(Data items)
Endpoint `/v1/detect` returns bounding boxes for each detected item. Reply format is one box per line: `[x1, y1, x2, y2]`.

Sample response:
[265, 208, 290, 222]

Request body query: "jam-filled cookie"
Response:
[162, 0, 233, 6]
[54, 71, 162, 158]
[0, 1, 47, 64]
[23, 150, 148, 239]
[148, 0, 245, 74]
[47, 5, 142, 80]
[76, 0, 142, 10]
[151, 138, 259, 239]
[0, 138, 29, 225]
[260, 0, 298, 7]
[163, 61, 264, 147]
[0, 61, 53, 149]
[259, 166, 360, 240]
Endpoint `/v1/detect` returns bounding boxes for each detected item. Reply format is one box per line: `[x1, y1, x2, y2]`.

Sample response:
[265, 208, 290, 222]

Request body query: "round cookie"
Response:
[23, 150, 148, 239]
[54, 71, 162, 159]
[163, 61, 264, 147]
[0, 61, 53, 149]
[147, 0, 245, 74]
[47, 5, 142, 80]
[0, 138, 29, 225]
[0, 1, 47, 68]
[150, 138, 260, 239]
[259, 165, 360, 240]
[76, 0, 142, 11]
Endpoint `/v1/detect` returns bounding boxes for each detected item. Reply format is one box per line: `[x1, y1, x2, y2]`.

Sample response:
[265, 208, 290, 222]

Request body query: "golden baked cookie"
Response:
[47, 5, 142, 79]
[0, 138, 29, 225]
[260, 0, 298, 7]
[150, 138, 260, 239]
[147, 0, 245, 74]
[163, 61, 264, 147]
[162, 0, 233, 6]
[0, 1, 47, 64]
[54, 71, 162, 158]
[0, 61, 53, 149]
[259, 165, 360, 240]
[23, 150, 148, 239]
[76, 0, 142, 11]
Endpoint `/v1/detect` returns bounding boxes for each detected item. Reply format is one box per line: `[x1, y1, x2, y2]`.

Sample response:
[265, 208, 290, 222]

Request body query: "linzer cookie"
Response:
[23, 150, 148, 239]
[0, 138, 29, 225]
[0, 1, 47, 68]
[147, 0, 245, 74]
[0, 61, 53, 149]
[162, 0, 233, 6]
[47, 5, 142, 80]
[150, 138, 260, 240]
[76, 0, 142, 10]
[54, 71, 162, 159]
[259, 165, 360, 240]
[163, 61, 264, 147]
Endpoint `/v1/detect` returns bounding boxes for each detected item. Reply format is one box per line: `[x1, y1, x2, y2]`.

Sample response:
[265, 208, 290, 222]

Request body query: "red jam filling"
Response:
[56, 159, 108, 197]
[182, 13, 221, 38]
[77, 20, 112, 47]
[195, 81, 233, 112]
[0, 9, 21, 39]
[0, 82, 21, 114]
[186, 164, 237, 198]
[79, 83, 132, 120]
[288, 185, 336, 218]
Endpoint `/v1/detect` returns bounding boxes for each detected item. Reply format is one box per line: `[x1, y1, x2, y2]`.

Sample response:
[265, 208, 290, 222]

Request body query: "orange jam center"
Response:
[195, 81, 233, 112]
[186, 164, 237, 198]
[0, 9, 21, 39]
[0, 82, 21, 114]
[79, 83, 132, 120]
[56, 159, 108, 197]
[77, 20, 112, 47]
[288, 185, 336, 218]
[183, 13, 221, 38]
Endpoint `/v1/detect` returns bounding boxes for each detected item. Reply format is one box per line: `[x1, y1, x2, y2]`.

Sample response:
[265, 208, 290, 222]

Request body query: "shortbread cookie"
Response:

Set task:
Which lines of the listing above contain the word "body" with matching case? Pick out each of those lines and copy it in full.

Task solution:
Request body query: "jam-filled cookie"
Request body query: "round cookie"
Request body query: "golden baked cookie"
Request body query: "linzer cookie"
Request body query: "red jam filling"
Request body query: "orange jam center"
Request body query: "shortbread cookie"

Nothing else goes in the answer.